Information:
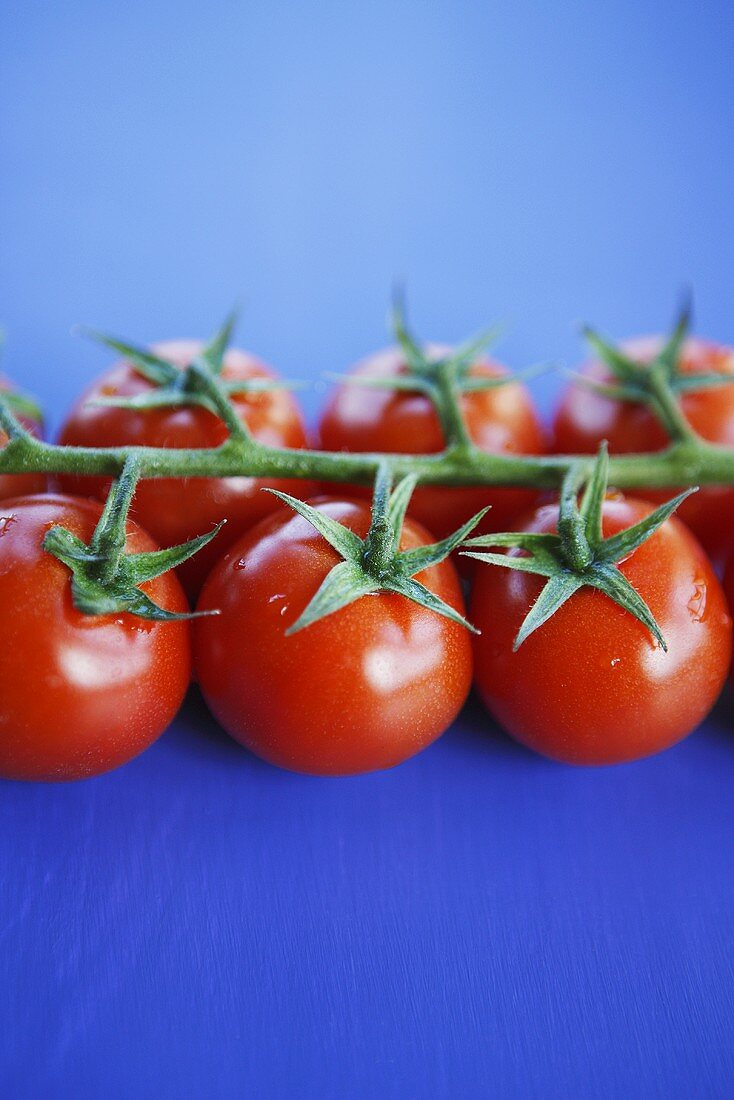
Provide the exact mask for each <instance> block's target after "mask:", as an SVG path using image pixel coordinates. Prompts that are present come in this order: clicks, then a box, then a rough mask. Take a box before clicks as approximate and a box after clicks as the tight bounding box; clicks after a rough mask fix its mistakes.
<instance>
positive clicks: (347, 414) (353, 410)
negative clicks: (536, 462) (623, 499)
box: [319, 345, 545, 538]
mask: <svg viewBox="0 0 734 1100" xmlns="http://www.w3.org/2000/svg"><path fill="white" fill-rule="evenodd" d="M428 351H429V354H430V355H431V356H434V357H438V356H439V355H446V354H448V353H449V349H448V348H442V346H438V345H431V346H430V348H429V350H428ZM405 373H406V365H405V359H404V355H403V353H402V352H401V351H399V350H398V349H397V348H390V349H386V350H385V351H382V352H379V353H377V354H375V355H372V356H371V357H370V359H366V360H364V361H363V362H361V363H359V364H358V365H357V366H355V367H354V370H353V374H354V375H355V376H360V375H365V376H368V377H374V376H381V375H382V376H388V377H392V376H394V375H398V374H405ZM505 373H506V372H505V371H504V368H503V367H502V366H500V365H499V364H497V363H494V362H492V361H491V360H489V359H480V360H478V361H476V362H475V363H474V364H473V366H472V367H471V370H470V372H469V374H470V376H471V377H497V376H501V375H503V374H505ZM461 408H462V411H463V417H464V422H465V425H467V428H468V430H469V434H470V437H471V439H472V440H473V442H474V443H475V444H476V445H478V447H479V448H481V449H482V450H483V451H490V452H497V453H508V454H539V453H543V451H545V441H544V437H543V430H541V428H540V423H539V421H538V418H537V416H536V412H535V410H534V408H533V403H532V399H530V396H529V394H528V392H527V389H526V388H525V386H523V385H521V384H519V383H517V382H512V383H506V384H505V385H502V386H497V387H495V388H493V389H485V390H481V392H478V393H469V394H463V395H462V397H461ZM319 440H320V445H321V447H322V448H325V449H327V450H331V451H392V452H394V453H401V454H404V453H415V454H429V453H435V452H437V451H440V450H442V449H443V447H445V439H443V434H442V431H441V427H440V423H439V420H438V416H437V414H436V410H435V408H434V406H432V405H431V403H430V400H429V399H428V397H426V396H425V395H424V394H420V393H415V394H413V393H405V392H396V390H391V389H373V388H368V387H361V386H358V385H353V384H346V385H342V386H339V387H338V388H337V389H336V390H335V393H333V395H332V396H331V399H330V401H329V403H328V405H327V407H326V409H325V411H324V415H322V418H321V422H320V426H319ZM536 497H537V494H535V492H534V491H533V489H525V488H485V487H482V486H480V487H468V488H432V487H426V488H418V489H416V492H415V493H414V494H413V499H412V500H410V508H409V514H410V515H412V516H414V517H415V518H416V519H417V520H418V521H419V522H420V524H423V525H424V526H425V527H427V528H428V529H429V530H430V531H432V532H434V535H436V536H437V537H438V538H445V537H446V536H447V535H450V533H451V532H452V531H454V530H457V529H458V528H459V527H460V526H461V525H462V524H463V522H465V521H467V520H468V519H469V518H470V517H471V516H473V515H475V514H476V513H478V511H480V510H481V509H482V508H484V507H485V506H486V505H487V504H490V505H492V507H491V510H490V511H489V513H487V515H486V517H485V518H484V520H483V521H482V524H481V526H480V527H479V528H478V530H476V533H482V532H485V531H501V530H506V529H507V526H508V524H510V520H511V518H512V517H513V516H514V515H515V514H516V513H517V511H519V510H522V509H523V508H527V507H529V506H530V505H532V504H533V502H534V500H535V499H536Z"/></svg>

Exercise: Give every line of the listing above as a numbered list, skipping blank lines and leaving out the pictures.

Answer:
1. Provide the exact mask for each <instance> block's target after "mask:", as an SVG path using image pixel coordinates. Prompts that are present come in this order: clicks, then a box, then a rough mask. Take a box before clicks as approximate and a box after clicks as the tight bounding box; clicks after a rough mask fix its mistakes.
2. <instance>
3. positive clicks: (347, 414) (353, 410)
4. negative clicks: (536, 462) (623, 499)
5. box: [319, 345, 545, 538]
6. mask: <svg viewBox="0 0 734 1100" xmlns="http://www.w3.org/2000/svg"><path fill="white" fill-rule="evenodd" d="M428 351H429V354H430V355H431V356H434V357H438V356H439V355H446V354H448V353H449V349H448V348H442V346H438V345H431V346H430V348H429V350H428ZM405 373H406V365H405V359H404V355H403V353H402V352H401V351H399V350H398V349H397V348H390V349H386V350H385V351H382V352H379V353H377V354H375V355H372V356H371V357H370V359H366V360H364V361H363V362H361V363H359V364H358V365H357V366H355V367H354V370H353V374H354V375H355V376H360V375H365V376H368V377H374V376H381V375H382V376H388V377H392V376H394V375H398V374H405ZM505 373H506V372H505V371H504V368H503V367H502V366H500V365H499V364H497V363H494V362H492V361H491V360H489V359H480V360H478V361H476V362H475V363H474V364H473V366H472V367H471V370H470V372H469V374H470V376H471V377H497V376H501V375H503V374H505ZM461 408H462V411H463V417H464V422H465V425H467V428H468V430H469V434H470V437H471V439H472V440H473V442H474V443H475V444H476V445H478V447H479V448H481V449H482V450H483V451H490V452H497V453H508V454H539V453H543V451H545V441H544V437H543V430H541V428H540V423H539V421H538V418H537V416H536V412H535V410H534V408H533V403H532V399H530V396H529V394H528V392H527V389H526V388H525V386H523V385H521V384H519V383H517V382H512V383H506V384H505V385H502V386H497V387H495V388H493V389H485V390H481V392H478V393H469V394H463V395H462V397H461ZM319 440H320V445H321V447H322V448H325V449H327V450H331V451H392V452H394V453H401V454H404V453H415V454H429V453H435V452H437V451H440V450H442V449H443V447H445V439H443V434H442V431H441V427H440V423H439V420H438V416H437V414H436V410H435V408H434V406H432V405H431V403H430V400H429V399H428V397H426V396H425V395H424V394H420V393H415V394H413V393H405V392H396V390H391V389H373V388H368V387H361V386H358V385H353V384H346V385H342V386H339V387H338V388H337V389H336V390H335V393H333V395H332V396H331V399H330V401H329V403H328V405H327V407H326V409H325V411H324V415H322V418H321V422H320V426H319ZM536 497H537V494H535V492H534V491H533V489H525V488H485V487H482V486H480V487H468V488H432V487H426V488H418V489H416V492H415V493H414V494H413V499H412V500H410V508H409V514H410V515H412V516H414V517H415V518H416V519H417V520H418V521H419V522H420V524H423V525H424V526H425V527H427V528H428V529H429V530H430V531H432V532H434V535H436V536H437V537H438V538H445V537H446V536H447V535H450V533H451V532H452V531H454V530H457V529H458V528H459V527H460V526H461V525H462V524H463V522H465V521H467V520H468V519H469V518H470V517H471V516H473V515H475V514H476V513H478V511H480V510H481V509H482V508H484V507H485V506H486V505H487V504H490V505H492V507H491V510H490V511H489V513H487V515H486V517H485V518H484V520H483V521H482V524H481V526H480V527H479V528H478V530H476V533H482V532H485V531H501V530H506V529H507V526H508V524H510V520H511V518H512V517H513V516H514V515H515V514H516V513H517V511H519V510H522V509H523V508H527V507H529V506H530V505H532V504H533V502H534V500H535V499H536Z"/></svg>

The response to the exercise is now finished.